§ **Extracted text**:
%%
11) Prussian War Effort Cross (created 5 December 1916)
12) Prussian Hohenzollern, Red Eagle, Crown Orders on peacetime statute ribbons
13) Prussian Red Cross Medal 2nd Class
13a) Orders of non-Prussian States subordinate to Prussia if officers wore that state’s cockade
14) Prussian Merit Cross in Gold with or without Crown (created 1912)
15) Prussian Merit Cross in Silver with or without Crown (created 1912)
16) Prussian Cross of the General Decoration
17) Prussian General Decoration (note: often worn after #18 by technical officers)
18) Prussian XXV Years Service Cross
19) Principality of Hohenzollern Honor Cross (House Order) 2nd and 3rd Classes (war or peace)
20) Prussian Red Cross Medal 3rd Class
21) 1864 Düppel Cross
22) 1864 Alsen Cross
23) Prussian Long Service Awards: XX, XV, or XII Years Service
24) Prussian Red Eagle Order Medal
25) Prussian Crown Order Medal
26) Reichs Kriegerverdienst Medal (granted only to native troops in the colonies)
27) Prussian Long Service Awards: IX years Medal or Reserve-Landwehr Medal
28) 1870-71 War Medal
29) 1866 War Cross
30) 1864 War Medal
30a) Colonial Medal omitted here on the officially published list!
%%
§ **Extracted material**:
%%
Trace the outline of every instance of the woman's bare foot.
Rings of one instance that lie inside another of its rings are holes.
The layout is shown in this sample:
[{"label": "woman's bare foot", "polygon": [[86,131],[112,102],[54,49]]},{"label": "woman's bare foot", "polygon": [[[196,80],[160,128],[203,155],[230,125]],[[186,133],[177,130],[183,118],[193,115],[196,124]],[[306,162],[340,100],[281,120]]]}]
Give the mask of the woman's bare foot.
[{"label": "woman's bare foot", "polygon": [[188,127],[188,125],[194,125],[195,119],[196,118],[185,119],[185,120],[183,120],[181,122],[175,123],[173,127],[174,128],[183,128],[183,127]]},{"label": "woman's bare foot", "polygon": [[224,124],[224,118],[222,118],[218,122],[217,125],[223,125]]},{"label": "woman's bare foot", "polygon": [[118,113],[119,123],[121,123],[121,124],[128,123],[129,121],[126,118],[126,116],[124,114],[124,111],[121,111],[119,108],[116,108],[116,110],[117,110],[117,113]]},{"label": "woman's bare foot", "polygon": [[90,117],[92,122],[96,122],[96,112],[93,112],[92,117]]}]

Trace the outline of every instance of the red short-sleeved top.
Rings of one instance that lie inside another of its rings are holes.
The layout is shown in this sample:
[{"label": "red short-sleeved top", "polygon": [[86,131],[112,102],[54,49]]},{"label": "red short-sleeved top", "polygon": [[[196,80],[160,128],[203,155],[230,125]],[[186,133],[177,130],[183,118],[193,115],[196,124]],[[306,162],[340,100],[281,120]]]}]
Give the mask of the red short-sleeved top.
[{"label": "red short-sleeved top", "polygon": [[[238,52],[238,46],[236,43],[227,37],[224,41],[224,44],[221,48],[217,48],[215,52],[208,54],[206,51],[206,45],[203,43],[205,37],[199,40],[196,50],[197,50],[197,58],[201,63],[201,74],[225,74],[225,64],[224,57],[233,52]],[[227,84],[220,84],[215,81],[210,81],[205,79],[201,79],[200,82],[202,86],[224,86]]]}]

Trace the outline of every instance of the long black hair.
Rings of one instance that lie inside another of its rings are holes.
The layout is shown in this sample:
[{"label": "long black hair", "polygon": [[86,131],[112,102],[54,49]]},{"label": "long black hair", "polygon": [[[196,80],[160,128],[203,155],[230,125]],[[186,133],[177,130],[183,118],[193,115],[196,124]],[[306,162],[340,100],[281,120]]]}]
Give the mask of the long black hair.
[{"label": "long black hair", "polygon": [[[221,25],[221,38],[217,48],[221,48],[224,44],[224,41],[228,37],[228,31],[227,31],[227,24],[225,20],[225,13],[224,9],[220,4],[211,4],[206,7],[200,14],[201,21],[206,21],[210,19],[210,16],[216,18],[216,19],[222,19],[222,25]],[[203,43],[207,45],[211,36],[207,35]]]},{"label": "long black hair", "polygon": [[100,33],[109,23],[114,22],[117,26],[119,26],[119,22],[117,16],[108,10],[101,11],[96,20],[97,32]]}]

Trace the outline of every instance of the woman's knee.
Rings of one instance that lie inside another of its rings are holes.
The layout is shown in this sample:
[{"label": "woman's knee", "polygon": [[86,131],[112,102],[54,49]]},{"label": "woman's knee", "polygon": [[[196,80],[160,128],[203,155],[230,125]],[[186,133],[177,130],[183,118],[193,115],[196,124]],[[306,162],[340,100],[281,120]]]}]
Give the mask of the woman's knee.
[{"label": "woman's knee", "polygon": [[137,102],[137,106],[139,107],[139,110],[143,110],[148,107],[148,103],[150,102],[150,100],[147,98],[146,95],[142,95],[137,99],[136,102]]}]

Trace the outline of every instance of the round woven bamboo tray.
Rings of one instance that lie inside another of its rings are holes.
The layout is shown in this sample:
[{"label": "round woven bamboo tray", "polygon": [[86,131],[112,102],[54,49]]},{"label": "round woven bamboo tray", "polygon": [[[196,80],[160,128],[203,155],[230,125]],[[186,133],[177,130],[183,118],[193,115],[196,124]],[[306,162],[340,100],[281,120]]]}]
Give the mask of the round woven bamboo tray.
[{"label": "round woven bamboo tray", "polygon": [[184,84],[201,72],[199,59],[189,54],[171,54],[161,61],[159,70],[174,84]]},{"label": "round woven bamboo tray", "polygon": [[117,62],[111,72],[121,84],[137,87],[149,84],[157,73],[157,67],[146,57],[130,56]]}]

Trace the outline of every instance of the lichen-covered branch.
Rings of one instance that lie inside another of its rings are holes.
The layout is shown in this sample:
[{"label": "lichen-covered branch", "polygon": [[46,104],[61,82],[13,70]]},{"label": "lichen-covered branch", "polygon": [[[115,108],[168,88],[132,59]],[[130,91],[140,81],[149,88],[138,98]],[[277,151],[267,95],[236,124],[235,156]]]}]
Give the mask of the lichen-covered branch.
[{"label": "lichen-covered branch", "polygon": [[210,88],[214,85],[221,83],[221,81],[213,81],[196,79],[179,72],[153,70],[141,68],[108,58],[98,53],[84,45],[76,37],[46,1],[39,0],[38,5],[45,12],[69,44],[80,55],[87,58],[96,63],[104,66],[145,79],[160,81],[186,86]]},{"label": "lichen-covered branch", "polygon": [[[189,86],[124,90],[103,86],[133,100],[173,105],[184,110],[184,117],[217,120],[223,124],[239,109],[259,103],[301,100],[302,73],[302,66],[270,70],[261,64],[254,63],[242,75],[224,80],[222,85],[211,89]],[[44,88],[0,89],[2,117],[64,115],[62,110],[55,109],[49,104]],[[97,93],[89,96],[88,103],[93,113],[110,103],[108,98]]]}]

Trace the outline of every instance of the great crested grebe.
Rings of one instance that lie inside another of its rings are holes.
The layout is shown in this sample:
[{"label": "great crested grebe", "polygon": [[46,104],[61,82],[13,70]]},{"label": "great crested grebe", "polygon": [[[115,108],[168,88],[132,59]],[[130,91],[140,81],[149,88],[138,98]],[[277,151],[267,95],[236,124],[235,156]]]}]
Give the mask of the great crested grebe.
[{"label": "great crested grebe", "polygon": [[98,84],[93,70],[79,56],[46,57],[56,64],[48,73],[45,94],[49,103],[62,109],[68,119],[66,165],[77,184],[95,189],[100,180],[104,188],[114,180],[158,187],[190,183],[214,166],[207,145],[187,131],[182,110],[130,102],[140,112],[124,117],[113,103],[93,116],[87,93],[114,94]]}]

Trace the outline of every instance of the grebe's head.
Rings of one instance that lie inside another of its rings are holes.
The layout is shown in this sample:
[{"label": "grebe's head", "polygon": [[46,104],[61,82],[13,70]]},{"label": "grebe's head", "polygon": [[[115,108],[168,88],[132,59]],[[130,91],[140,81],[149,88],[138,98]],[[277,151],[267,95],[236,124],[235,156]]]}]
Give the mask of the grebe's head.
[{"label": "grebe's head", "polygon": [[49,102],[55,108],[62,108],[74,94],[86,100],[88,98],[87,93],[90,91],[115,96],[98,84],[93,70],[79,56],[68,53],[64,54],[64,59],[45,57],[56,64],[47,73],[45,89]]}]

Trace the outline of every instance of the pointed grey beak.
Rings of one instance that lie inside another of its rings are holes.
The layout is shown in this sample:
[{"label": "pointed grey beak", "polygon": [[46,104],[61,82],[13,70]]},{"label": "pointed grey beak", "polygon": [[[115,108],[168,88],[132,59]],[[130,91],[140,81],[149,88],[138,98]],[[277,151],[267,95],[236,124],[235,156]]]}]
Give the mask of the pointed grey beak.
%%
§ **Work order 1**: In the list of Prussian decorations, to whom was the Reichs Kriegerverdienst Medal granted?
§ **Work order 2**: Resume the list of Prussian decorations after its final entry and carry it on.

§ **Exercise answer 1**: Only to native troops in the colonies.

§ **Exercise answer 2**:
31) 1904-06 Southwest Africa Medal
32) 1900-01 China Medal
33) 1848-49 Principality of Hohenzollern Campaign Medal (any survivors in late 80s then)
34) 1898 Jerusalem Cross
35) Ölberg Cross (for merit to/in the German Hospital on the Mount of Olives)
36) 1861 Coronation Medal
37) 1897 Centenary Medal
38) Electoral Hesse Jubilee Medals
39) Hannoverian Jubilee Medals
40) Non-Prussian Orders “except #s 8 and 9” as the recipient desired
41) Non-Prussian medals as the recipient desired

Category 13a meant that for officers in states like Baden, the Mecklenburgs, etc where they wore state colors and special state rank insignia, those states’ awards could be worn by their subjects in this place.  Subjects of the Principality of Hohenzollern were also in that category—category 19 was for Prussians, not Hohenzollern natives.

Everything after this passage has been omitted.